--- begin PROVIDED PASSAGE ---

Single-sideband modulator for frequency domain multiplexing of superconducting qubit readout Free

Recent advances have allowed many groups to demonstrate superb control over one or several superconducting qubits. This is seen, for example, in the creation and transmission of Fock and cat state superpositions^1,2 or the ability to continuously tune both the strength³ and axis^4,5 of a quantum non-demolition⁶ measurement. Efforts to combine multiple superconducting qubits into a (more coherent) logical qubit are progressing in parallel.^7,8 As algorithms on multiple logical qubits become experimentally realizable, the challenge of scaling readout for many-qubit systems grows in relevance.

Multiplexing, a signal processing technique in which a transmission medium is shared among multiple signals, is a natural way to combat such a scaling challenge. In this letter, we introduce a single-sideband modulator (SSBM) for cryogenic microwave applications and propose its use for frequency domain multiplexing (FDM) of superconducting qubit readout. We describe its design, theory of operation, and experimental performance.

--- end PROVIDED PASSAGE ---
--- begin RECORDED INFORMATION ---

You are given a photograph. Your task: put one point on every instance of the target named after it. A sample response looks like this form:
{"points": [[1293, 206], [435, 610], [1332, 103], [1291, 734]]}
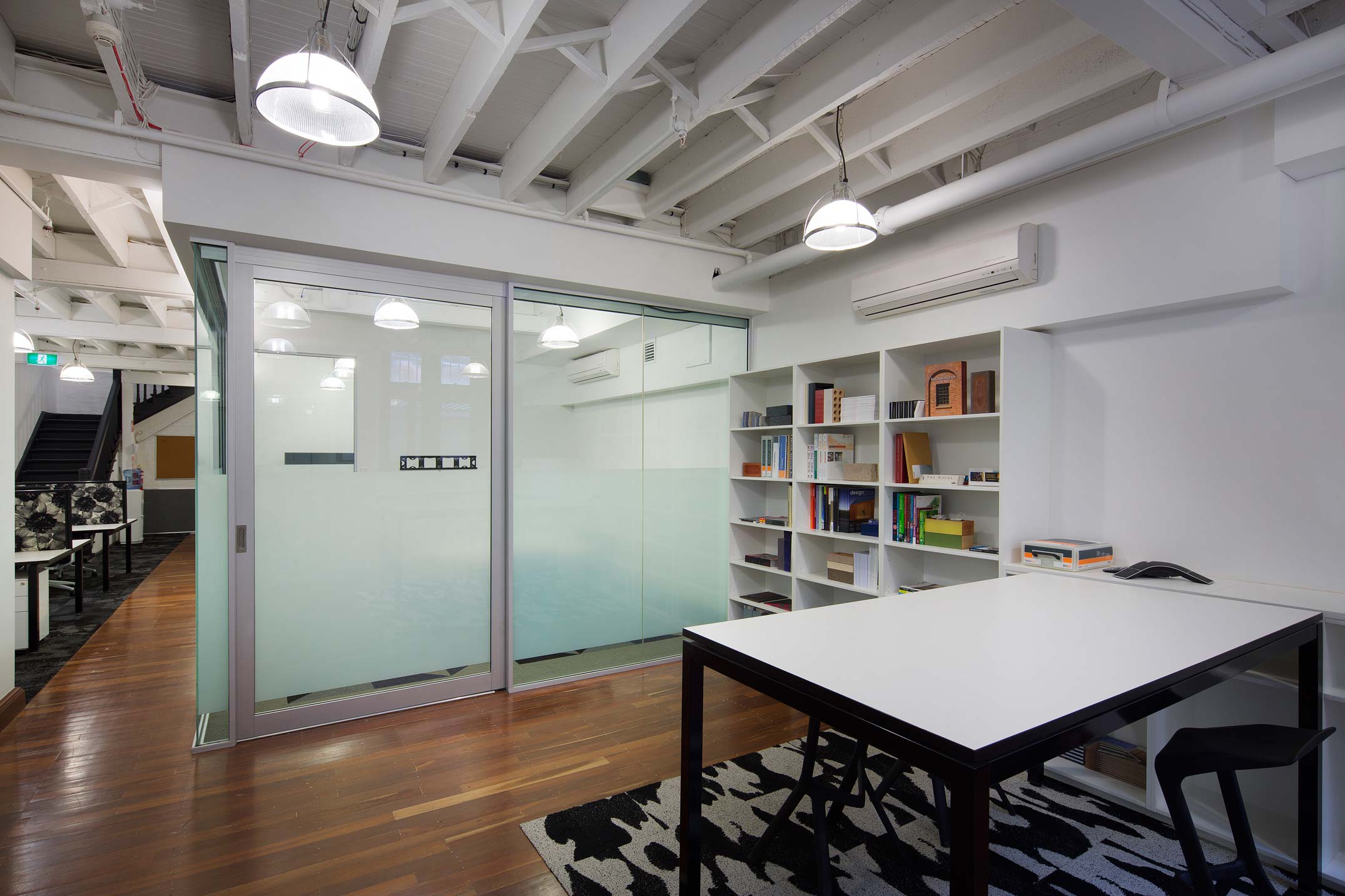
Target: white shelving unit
{"points": [[1015, 438]]}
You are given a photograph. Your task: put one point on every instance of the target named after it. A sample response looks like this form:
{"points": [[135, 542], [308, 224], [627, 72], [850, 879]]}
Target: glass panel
{"points": [[373, 469], [211, 281], [621, 483]]}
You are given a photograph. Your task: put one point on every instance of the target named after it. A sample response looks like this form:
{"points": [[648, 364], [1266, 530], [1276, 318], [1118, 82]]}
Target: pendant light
{"points": [[838, 222], [559, 335], [285, 315], [317, 94], [277, 346], [393, 313], [76, 373]]}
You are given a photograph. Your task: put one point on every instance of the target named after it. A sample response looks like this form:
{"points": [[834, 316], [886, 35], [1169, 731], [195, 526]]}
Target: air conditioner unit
{"points": [[595, 367], [987, 265]]}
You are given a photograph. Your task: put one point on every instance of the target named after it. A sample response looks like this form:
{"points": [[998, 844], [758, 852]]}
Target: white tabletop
{"points": [[975, 664], [105, 527]]}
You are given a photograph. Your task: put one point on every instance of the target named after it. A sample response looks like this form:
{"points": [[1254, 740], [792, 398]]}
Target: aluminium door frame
{"points": [[248, 265]]}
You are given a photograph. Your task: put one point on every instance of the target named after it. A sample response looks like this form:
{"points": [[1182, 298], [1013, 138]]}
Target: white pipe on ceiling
{"points": [[1281, 73]]}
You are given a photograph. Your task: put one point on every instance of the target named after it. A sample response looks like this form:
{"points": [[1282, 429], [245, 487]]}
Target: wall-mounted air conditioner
{"points": [[987, 265], [595, 367]]}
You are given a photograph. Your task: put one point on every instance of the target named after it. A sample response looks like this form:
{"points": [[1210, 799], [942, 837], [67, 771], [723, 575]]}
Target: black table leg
{"points": [[1311, 767], [969, 856], [34, 607], [693, 726], [79, 581]]}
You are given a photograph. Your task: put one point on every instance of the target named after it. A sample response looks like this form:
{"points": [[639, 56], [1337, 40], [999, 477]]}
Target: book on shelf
{"points": [[813, 393], [828, 456], [910, 512], [858, 409]]}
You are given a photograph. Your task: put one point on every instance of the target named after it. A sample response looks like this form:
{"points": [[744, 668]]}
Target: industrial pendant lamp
{"points": [[285, 315], [393, 313], [76, 373], [559, 335], [317, 94], [838, 222]]}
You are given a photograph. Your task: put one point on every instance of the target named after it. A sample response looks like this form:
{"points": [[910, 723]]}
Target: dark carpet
{"points": [[69, 630], [1059, 840]]}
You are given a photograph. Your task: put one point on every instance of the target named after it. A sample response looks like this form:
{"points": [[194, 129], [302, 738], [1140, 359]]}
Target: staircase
{"points": [[59, 448]]}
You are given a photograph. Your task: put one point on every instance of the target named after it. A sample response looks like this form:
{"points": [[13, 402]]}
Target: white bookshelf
{"points": [[1015, 440]]}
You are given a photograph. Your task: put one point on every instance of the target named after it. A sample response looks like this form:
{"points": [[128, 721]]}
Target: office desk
{"points": [[981, 682], [38, 560], [108, 530]]}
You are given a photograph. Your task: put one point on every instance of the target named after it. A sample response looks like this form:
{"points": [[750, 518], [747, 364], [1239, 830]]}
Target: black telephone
{"points": [[1159, 570]]}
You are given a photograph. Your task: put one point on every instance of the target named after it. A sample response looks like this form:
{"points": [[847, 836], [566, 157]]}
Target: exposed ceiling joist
{"points": [[896, 37], [240, 37], [474, 83], [1170, 35], [1001, 49], [756, 42], [1090, 70], [369, 57], [639, 30], [85, 196]]}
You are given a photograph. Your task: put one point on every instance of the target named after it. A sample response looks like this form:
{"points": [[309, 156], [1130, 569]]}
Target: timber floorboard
{"points": [[100, 793]]}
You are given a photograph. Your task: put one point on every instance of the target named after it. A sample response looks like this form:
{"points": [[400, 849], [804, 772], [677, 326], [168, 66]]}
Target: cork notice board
{"points": [[175, 457]]}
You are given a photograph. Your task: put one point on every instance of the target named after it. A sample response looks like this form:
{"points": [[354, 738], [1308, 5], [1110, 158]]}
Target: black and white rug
{"points": [[1059, 841]]}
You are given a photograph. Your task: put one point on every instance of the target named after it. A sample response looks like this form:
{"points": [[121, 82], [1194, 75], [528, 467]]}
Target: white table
{"points": [[108, 530], [981, 682]]}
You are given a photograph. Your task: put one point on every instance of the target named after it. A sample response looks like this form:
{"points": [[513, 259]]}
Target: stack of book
{"points": [[778, 457], [910, 512], [858, 568], [858, 409], [842, 510], [906, 410], [828, 456]]}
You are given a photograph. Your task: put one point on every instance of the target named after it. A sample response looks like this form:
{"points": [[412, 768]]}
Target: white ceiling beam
{"points": [[892, 39], [564, 39], [129, 333], [108, 278], [997, 51], [482, 69], [1072, 78], [642, 83], [86, 194], [751, 48], [754, 123], [240, 39], [369, 57], [1168, 34], [639, 30]]}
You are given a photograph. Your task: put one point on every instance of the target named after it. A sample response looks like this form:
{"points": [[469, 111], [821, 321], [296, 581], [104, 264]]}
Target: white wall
{"points": [[1200, 433]]}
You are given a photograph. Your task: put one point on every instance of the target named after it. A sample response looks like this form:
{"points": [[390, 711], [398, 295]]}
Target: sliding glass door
{"points": [[621, 480], [373, 578]]}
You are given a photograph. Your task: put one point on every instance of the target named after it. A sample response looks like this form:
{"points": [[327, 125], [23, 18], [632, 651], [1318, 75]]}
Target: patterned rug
{"points": [[69, 630], [1059, 841]]}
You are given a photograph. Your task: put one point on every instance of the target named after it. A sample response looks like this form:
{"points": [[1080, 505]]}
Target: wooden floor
{"points": [[99, 792]]}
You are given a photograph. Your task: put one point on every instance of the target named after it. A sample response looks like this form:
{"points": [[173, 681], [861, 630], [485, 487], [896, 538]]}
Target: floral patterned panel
{"points": [[41, 520], [96, 503]]}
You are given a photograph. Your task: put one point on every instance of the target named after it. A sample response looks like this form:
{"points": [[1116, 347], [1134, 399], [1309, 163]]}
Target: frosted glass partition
{"points": [[372, 571], [211, 555], [621, 481]]}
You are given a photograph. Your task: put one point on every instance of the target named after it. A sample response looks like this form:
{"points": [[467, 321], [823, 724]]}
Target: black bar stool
{"points": [[1226, 752]]}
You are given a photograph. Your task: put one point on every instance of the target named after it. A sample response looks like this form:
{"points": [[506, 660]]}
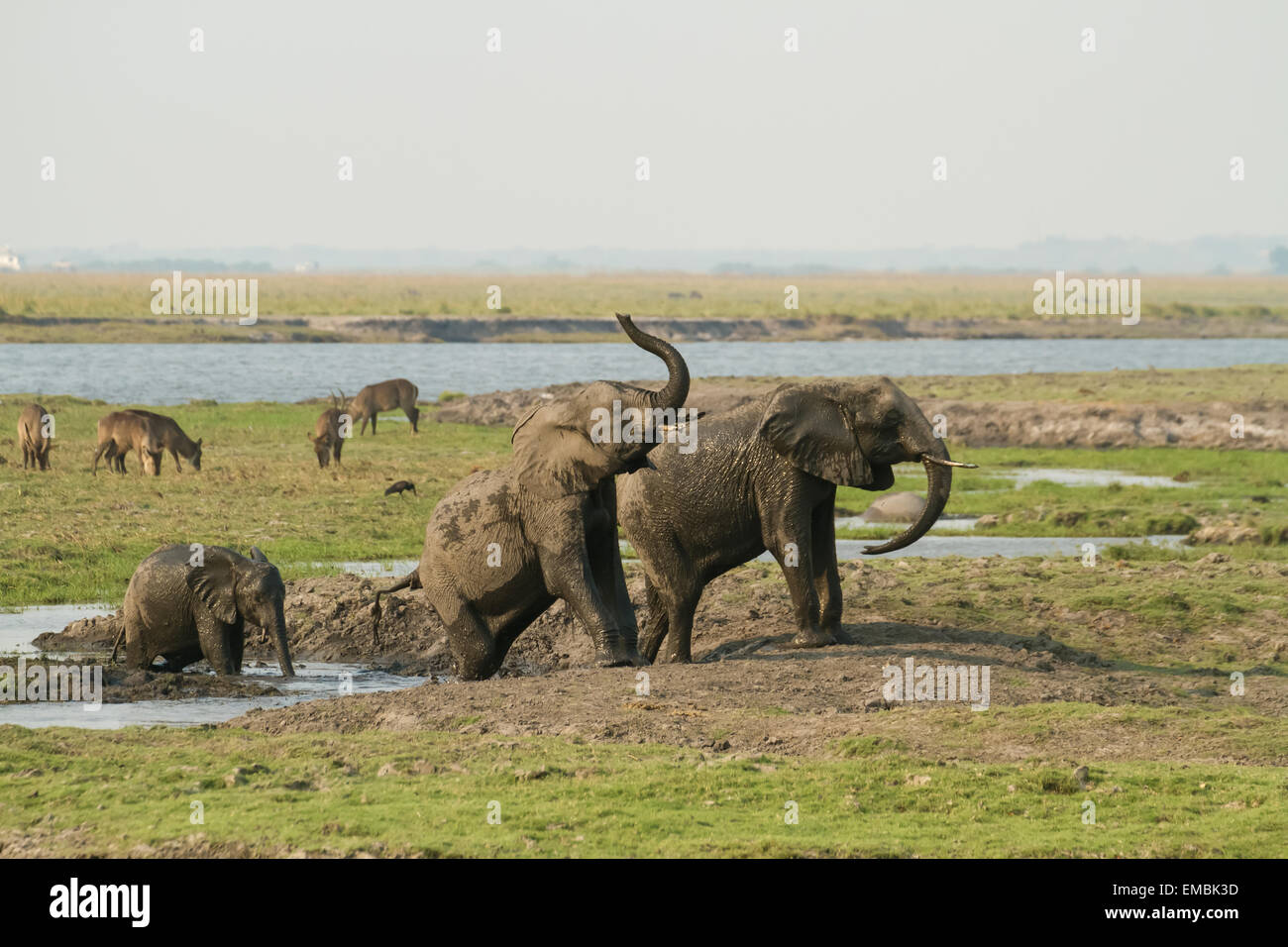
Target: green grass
{"points": [[67, 536], [1247, 487], [132, 792]]}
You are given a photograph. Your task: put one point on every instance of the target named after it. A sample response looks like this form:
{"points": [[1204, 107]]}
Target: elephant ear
{"points": [[213, 583], [554, 458], [814, 433]]}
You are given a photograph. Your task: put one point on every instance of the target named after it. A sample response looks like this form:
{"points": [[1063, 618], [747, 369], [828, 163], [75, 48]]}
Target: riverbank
{"points": [[684, 307], [1113, 684]]}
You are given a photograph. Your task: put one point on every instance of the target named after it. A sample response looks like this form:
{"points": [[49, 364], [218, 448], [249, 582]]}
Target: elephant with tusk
{"points": [[764, 475], [502, 545]]}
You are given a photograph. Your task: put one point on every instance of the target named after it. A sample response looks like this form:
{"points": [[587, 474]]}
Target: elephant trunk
{"points": [[939, 475], [678, 372], [283, 654]]}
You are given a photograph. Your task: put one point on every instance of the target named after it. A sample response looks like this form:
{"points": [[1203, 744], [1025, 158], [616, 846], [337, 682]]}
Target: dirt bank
{"points": [[984, 423], [750, 692]]}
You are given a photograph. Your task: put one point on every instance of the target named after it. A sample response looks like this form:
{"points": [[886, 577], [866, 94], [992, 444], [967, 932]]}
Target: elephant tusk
{"points": [[928, 459]]}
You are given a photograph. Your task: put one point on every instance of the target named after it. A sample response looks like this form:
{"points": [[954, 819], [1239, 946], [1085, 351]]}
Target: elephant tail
{"points": [[408, 581]]}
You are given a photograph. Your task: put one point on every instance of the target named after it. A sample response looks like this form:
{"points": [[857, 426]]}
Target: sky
{"points": [[748, 145]]}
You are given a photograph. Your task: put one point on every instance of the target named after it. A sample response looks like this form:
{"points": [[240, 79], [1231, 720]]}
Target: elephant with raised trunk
{"points": [[502, 545], [764, 475], [191, 602]]}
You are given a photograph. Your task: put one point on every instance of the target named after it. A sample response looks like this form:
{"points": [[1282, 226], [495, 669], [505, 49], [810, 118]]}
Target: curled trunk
{"points": [[939, 484], [677, 388]]}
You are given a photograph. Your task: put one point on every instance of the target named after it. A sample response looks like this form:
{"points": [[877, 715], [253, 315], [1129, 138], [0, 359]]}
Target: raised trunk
{"points": [[939, 483], [678, 372]]}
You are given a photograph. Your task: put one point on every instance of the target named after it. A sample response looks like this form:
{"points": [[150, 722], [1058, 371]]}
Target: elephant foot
{"points": [[814, 638], [618, 654]]}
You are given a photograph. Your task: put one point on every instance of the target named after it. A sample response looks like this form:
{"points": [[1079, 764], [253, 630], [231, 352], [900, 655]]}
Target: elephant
{"points": [[123, 432], [33, 438], [181, 611], [503, 545], [764, 475], [385, 395], [171, 438]]}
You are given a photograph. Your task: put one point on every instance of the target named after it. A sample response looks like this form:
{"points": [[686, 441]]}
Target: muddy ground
{"points": [[746, 690], [980, 424]]}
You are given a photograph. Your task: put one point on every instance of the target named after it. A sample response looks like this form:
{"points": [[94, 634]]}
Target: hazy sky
{"points": [[536, 146]]}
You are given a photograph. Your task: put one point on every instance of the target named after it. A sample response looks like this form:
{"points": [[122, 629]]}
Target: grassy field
{"points": [[111, 307], [1177, 768], [67, 536], [133, 792]]}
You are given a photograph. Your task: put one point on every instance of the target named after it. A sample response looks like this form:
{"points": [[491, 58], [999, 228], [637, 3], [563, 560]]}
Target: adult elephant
{"points": [[191, 602], [764, 475], [502, 545]]}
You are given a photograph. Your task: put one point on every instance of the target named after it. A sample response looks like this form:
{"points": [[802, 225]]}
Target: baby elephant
{"points": [[191, 602]]}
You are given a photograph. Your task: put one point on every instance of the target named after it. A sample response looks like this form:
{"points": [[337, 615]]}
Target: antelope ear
{"points": [[213, 583], [811, 431], [554, 458]]}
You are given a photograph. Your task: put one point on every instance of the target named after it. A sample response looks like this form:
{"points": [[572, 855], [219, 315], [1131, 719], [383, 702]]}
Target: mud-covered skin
{"points": [[183, 612], [123, 432], [172, 438], [31, 437], [502, 545], [385, 395], [764, 476], [326, 438]]}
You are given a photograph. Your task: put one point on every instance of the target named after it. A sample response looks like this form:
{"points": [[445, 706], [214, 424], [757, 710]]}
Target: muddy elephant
{"points": [[764, 475], [171, 437], [123, 432], [386, 395], [181, 612], [33, 437], [502, 545]]}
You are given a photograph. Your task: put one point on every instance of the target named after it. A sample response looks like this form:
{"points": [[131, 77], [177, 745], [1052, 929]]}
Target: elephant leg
{"points": [[656, 629], [827, 578], [568, 574], [236, 646], [176, 660], [794, 551], [605, 564], [475, 650], [213, 637], [681, 630]]}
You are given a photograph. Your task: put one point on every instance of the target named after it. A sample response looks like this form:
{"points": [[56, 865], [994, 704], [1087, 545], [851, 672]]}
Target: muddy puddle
{"points": [[20, 626], [313, 681]]}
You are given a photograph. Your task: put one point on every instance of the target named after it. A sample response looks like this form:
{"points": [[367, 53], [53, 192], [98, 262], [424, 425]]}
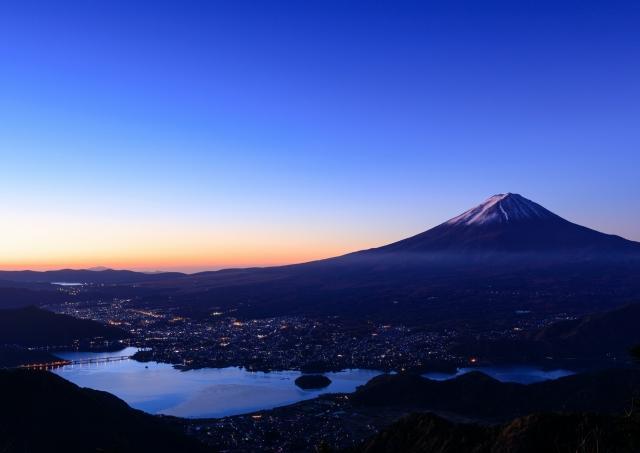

--- end RECORDED INFORMATION ---

_TASK SET_
• a. In the text on superconducting qubit readout, what is the proposed use for the single-sideband modulator?
• b. Carry the text on superconducting qubit readout forward from its last sentence.
The rows play no part in the work that follows.

_EXPECTED RESPONSES_
• a. It is proposed for frequency domain multiplexing of superconducting qubit readout.

• b.
In a circuit quantum electrodynamics architecture, qubits are readout by measuring the transmission of a cavity that has a resonance frequency that is modified (dressed) by a qubit.⁹ Specifically, the cavity resonance is dressed by an amount that depends on the qubit state. To date, multi-qubit experiments have scaled-up this readout protocol directly¹⁰ or with frequency domain multiplexing (FDM) hardwired into the measurement architecture.^7,11,12 With direct “brute-force” scaling, each qubit channel has a dedicated input and output line. Conversely, qubits in an FDM architecture can share a single input and output line, and their readout cavities are designed in advance to ensure that their dressed resonances are separated by multiple cavity linewidths.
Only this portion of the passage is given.